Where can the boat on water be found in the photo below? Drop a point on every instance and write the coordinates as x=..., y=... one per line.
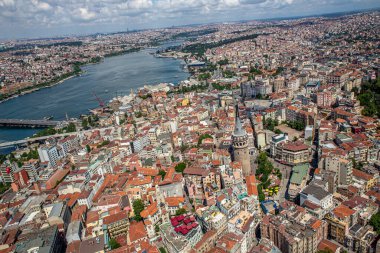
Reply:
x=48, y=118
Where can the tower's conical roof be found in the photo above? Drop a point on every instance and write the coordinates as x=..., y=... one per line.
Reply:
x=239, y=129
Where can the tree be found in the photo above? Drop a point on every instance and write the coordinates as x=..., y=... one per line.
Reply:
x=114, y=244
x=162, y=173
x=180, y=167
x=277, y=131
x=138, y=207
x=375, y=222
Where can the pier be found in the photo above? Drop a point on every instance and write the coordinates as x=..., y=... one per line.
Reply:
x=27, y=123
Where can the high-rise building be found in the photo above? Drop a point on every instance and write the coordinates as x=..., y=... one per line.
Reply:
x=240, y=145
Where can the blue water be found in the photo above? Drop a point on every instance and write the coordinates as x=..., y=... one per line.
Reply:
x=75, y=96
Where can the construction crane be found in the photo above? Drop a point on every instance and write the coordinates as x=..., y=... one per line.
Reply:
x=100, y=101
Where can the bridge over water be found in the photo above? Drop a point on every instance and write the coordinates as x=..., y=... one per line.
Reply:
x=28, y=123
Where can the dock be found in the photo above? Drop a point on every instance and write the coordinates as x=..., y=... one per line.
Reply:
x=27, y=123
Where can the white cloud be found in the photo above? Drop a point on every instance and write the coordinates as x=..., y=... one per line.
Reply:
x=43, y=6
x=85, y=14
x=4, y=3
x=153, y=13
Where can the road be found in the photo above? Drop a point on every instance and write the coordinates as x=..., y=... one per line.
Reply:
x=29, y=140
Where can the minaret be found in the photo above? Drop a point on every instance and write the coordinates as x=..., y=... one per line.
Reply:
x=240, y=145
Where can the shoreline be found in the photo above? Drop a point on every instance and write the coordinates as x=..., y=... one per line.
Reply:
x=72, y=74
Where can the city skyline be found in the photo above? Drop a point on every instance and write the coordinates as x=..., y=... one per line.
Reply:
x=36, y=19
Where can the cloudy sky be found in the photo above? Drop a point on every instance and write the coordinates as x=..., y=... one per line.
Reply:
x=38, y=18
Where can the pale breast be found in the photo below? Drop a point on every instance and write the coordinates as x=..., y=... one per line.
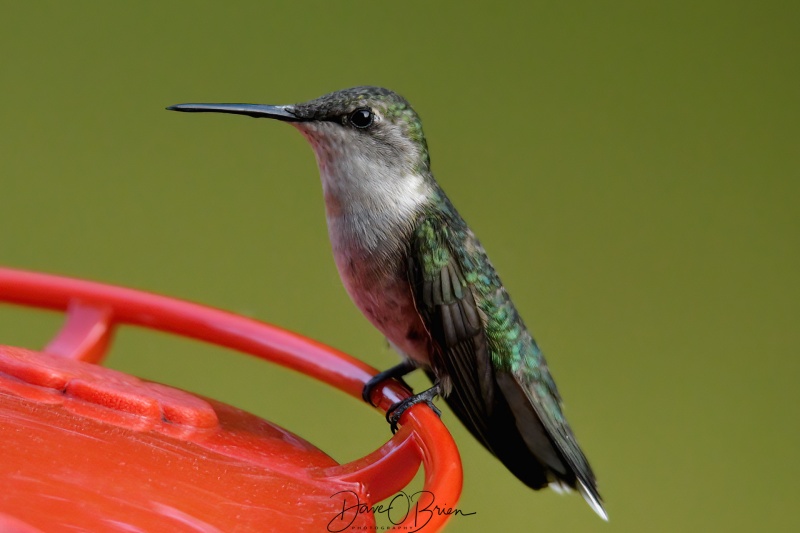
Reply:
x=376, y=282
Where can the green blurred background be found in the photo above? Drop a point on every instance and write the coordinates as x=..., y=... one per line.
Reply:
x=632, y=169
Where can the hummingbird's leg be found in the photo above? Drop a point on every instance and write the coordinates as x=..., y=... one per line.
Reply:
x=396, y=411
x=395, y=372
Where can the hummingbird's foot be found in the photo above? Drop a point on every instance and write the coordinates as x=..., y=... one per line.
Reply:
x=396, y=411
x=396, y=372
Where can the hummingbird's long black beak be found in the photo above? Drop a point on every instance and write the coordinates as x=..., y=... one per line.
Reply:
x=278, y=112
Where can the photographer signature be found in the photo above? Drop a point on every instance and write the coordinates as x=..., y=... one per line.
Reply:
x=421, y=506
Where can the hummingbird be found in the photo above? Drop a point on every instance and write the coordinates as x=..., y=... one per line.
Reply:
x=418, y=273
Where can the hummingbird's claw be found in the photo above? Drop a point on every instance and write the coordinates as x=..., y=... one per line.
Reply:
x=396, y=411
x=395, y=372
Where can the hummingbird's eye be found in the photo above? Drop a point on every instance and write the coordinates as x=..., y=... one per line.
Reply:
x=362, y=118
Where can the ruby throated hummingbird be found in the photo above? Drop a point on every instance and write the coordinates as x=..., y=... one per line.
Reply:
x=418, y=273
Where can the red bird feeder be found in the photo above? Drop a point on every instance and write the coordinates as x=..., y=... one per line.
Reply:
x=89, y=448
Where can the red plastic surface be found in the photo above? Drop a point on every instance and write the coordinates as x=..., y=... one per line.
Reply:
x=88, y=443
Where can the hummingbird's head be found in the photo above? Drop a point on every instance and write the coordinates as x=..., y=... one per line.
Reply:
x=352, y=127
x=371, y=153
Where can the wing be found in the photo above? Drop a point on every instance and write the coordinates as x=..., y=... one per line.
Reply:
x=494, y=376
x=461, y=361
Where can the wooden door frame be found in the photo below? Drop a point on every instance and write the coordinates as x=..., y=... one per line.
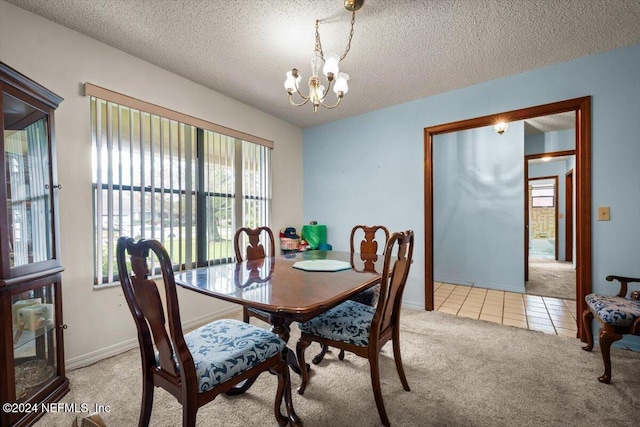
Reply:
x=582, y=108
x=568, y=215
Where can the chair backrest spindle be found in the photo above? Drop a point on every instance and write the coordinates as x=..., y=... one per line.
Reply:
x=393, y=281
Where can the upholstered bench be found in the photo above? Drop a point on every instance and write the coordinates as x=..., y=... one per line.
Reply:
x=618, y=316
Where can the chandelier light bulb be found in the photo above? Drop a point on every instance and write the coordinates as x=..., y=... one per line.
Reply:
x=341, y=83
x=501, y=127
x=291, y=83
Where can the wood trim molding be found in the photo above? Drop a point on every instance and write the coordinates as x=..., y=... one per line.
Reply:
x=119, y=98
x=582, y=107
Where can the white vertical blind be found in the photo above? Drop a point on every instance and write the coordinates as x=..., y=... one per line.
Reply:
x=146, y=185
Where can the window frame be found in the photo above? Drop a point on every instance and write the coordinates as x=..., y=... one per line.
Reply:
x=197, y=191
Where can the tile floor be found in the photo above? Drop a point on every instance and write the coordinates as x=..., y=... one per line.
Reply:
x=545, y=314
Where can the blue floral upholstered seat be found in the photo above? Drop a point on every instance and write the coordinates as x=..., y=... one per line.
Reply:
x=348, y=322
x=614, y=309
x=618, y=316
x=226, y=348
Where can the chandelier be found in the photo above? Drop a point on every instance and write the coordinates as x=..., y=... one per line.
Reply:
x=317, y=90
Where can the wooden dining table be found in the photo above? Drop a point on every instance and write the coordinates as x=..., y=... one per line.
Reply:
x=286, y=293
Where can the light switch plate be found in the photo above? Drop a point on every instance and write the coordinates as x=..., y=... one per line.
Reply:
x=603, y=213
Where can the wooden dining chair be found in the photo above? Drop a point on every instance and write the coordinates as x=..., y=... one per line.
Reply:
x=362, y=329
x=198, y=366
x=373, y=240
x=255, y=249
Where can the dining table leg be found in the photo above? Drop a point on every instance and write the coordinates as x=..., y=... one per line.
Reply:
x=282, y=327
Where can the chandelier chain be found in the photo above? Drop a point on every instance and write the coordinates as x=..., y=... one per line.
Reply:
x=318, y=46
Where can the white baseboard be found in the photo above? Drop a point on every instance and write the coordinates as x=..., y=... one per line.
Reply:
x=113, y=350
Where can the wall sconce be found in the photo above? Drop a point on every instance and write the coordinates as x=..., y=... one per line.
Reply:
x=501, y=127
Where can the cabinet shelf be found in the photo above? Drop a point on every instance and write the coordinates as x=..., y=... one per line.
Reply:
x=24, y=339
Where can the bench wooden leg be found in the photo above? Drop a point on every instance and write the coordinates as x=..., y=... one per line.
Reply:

Problem description: Rescale the portion of the listing starting at the line containing "Where can the wall" and ending at the line containing "x=24, y=339", both included, and write out only those lines in full, requests and all. Multiply each answer coordinate by 2.5 and round it to a whole number, with halves rounded up.

Exercise output:
Where can the wall sconce be found in the photo above? Drop a point on every instance and write the coordinates as x=..., y=... one per line.
Reply:
x=1253, y=318
Where can the cabinet shelf be found in the photo above? Drop a point on every instance and write the coordinates as x=..., y=... one per line.
Reply:
x=60, y=848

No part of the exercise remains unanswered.